▶

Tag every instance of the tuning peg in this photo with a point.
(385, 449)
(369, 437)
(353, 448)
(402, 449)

◀

» Work to be completed
Write out all the rows again, requests included, multiplying every coordinate in the answers by 2.3 and rounding each result to a whole number, with halves rounded up.

» Final result
Tag every instance of the tuning peg in this photo with a point.
(886, 1033)
(849, 1005)
(812, 1030)
(925, 1033)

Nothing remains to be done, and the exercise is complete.